Challenge - Reproduce the data word for word, beginning at the line containing "of the eyeglasses." and continuing through the final line of the data.

>> Start Provided data

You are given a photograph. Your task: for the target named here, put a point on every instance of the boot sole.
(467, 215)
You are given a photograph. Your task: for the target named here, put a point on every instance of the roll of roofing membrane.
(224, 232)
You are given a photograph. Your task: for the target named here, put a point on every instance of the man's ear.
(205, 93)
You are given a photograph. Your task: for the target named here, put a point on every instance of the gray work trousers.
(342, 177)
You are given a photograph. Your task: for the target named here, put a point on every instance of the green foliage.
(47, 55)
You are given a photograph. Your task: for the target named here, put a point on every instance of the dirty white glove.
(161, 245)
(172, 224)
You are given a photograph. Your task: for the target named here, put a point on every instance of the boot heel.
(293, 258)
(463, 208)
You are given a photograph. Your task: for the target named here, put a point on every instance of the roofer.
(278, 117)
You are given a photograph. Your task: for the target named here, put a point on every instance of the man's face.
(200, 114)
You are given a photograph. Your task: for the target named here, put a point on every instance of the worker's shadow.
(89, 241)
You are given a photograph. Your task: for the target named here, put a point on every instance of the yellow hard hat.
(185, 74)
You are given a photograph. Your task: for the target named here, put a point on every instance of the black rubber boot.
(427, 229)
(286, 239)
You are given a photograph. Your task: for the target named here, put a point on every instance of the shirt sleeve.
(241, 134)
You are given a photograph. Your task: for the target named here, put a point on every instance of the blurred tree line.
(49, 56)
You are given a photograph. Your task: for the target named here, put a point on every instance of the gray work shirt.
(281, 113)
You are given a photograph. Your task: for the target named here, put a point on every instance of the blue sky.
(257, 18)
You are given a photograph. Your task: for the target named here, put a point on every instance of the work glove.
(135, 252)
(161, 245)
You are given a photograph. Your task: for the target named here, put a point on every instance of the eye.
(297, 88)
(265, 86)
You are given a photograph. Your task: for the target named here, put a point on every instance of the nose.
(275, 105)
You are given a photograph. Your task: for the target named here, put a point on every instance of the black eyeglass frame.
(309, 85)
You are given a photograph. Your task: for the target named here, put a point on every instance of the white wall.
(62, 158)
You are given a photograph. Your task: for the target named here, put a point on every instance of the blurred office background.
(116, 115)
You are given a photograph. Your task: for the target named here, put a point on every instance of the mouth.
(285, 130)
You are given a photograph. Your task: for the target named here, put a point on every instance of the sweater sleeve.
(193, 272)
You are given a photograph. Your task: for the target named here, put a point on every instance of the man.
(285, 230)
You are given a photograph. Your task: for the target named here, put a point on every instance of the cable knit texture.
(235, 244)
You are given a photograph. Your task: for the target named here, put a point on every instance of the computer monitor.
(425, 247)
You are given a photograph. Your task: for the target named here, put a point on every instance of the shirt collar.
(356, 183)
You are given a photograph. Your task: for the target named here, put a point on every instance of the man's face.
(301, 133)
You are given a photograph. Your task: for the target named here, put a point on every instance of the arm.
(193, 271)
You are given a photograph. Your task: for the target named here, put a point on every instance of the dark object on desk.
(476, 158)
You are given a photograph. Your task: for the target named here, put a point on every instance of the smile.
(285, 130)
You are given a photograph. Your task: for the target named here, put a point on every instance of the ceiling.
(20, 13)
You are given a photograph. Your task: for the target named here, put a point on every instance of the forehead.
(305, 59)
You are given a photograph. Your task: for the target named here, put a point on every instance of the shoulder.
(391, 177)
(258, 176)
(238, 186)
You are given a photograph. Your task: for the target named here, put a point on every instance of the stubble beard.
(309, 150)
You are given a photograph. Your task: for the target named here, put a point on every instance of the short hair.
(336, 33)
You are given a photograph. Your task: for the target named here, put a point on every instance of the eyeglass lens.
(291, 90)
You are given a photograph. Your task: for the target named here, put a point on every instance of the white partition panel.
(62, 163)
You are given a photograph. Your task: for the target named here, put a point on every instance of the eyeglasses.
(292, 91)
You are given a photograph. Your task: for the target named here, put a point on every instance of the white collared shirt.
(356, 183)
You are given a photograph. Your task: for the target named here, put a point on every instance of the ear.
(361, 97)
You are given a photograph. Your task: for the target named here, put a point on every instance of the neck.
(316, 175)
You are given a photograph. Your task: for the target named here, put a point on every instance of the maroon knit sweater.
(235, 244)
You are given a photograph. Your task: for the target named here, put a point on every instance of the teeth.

>> End Provided data

The output -
You are given a photograph. Your task: for the target named here, put a point on every instance of the eyeglasses.
(292, 91)
You are given a photograph. Your task: for the target named here, put a point on every instance of the white collared shirt.
(356, 183)
You are given a photograph. Your task: for the target named here, put a point on every instance of the ear.
(361, 97)
You are given a photograph. Your task: for the target named here, put a point on every instance of the neck.
(316, 175)
You are given a photograph. Your task: for the target named here, put a point on every instance of the maroon knit sweater.
(235, 244)
You are given a photograph. Your task: for the target named here, put a point on every instance of the teeth.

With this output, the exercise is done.